-- Opening Marker --

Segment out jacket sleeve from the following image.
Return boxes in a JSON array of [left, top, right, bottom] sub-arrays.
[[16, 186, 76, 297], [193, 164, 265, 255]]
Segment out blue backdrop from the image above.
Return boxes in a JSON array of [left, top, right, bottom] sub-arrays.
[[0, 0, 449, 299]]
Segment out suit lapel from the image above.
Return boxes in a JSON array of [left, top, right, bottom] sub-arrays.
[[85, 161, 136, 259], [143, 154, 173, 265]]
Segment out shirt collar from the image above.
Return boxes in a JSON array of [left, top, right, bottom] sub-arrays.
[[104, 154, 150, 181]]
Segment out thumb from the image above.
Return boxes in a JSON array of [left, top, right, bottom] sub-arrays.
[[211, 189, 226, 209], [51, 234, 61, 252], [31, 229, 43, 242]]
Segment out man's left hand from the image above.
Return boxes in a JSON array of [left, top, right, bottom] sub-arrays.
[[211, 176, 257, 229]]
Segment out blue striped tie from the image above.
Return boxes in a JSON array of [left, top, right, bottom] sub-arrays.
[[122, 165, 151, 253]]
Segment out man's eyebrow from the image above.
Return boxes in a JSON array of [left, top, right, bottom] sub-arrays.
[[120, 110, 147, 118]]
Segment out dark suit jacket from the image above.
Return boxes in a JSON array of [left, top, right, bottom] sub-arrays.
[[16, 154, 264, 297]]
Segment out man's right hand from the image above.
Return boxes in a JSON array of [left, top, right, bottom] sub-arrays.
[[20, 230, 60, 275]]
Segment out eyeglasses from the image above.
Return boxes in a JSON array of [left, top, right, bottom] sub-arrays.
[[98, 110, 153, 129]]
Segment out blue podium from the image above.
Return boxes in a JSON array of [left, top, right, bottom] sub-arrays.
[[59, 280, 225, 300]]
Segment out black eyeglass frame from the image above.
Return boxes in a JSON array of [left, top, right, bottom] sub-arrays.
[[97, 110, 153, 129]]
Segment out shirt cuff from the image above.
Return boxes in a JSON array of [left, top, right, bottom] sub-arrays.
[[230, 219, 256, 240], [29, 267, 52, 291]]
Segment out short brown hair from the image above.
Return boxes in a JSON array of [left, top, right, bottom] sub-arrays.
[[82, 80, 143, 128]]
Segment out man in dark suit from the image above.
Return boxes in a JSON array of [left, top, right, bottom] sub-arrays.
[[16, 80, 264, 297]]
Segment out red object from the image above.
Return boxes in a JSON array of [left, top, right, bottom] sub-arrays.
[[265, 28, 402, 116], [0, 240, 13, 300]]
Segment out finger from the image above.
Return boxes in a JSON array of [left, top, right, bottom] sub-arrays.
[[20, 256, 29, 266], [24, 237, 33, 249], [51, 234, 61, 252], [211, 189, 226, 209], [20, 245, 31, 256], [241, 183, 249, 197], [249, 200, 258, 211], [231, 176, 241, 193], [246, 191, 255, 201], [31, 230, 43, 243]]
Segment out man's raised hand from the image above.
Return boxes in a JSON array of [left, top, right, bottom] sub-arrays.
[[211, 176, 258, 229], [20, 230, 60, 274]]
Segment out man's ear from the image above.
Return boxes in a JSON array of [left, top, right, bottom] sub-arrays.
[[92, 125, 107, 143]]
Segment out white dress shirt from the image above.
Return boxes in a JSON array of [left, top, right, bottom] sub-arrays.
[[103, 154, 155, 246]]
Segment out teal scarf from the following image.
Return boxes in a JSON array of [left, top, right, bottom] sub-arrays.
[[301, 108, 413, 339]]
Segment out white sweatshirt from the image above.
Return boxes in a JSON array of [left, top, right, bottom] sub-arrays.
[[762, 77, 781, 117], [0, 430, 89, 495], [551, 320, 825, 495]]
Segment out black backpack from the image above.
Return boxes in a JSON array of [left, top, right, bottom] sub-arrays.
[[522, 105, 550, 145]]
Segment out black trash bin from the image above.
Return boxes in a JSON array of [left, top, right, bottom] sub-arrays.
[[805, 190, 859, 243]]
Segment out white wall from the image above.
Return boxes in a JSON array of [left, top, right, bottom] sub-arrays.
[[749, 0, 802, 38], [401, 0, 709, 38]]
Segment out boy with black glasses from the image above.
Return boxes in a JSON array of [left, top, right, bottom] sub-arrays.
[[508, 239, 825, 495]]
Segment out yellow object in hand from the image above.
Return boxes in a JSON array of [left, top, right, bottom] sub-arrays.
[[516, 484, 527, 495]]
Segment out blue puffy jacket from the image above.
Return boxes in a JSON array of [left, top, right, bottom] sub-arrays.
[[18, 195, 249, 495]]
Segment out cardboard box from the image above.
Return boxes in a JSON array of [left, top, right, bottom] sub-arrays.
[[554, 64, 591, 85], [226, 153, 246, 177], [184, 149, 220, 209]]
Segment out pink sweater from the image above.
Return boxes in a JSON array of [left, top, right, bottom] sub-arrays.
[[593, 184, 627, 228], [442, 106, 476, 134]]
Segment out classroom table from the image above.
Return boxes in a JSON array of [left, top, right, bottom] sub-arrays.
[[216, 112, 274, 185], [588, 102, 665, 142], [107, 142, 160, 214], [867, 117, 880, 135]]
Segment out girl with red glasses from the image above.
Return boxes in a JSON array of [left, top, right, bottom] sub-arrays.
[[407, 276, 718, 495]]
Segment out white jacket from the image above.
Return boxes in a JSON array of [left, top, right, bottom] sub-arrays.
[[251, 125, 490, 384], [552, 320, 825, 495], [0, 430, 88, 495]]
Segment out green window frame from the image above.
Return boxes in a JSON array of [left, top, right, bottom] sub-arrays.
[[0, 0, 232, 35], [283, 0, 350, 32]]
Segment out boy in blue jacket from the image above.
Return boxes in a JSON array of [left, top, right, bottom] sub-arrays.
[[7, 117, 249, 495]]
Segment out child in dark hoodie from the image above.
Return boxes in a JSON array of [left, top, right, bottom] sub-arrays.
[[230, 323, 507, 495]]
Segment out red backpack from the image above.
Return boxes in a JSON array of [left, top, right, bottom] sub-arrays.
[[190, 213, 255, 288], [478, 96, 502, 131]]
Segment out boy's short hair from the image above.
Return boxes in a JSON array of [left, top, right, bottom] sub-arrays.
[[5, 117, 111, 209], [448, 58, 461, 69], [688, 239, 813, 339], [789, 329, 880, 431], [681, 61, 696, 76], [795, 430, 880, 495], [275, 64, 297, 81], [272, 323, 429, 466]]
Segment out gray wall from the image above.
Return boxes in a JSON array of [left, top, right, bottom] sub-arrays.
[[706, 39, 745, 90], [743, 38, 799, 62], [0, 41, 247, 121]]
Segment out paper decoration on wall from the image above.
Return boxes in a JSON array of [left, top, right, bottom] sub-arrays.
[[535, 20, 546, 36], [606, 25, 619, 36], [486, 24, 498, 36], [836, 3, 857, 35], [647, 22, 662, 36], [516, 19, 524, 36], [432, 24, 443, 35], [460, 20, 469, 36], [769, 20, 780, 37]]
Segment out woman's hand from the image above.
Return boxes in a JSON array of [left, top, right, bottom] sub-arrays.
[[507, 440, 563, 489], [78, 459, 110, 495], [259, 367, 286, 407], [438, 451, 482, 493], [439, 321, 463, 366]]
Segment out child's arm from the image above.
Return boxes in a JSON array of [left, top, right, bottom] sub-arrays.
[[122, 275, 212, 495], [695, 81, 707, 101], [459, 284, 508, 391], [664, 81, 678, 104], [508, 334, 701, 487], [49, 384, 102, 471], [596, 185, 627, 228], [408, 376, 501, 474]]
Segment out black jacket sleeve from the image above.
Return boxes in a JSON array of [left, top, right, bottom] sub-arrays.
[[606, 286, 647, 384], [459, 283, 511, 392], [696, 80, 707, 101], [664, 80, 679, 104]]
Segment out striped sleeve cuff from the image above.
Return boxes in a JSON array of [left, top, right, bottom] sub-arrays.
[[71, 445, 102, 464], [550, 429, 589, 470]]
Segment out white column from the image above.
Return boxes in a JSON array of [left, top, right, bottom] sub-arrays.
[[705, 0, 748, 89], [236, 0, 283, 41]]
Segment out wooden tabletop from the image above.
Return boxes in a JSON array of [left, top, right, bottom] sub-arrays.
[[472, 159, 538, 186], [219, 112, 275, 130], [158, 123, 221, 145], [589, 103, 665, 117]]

-- Closing Marker --

#### Aim of the exercise:
Lines containing the string "hand" above: how many are there? Answer with the number only.

#### Finished exercise:
5